# DIRECTION:
Swap "blue patterned tie" for "red striped tie" throughout the records and write them out again with nothing else changed. Leave the pictures out.

# MATERIAL PROVIDED:
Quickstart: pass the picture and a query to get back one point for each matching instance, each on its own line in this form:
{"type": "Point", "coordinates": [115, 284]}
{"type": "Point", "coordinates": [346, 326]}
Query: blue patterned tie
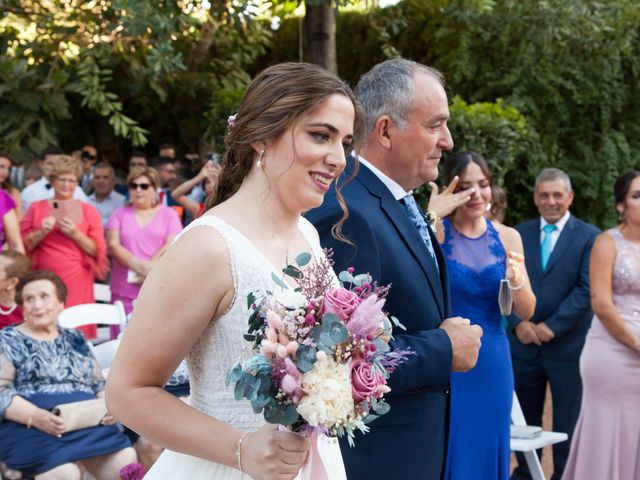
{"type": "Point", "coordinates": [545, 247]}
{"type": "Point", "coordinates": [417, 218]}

# EXERCISE OUTPUT:
Quickstart: pass the picture and a query to get back one point for each matching instance, each on its own line in this form:
{"type": "Point", "coordinates": [115, 284]}
{"type": "Point", "coordinates": [346, 326]}
Query: red striped tie
{"type": "Point", "coordinates": [545, 247]}
{"type": "Point", "coordinates": [417, 218]}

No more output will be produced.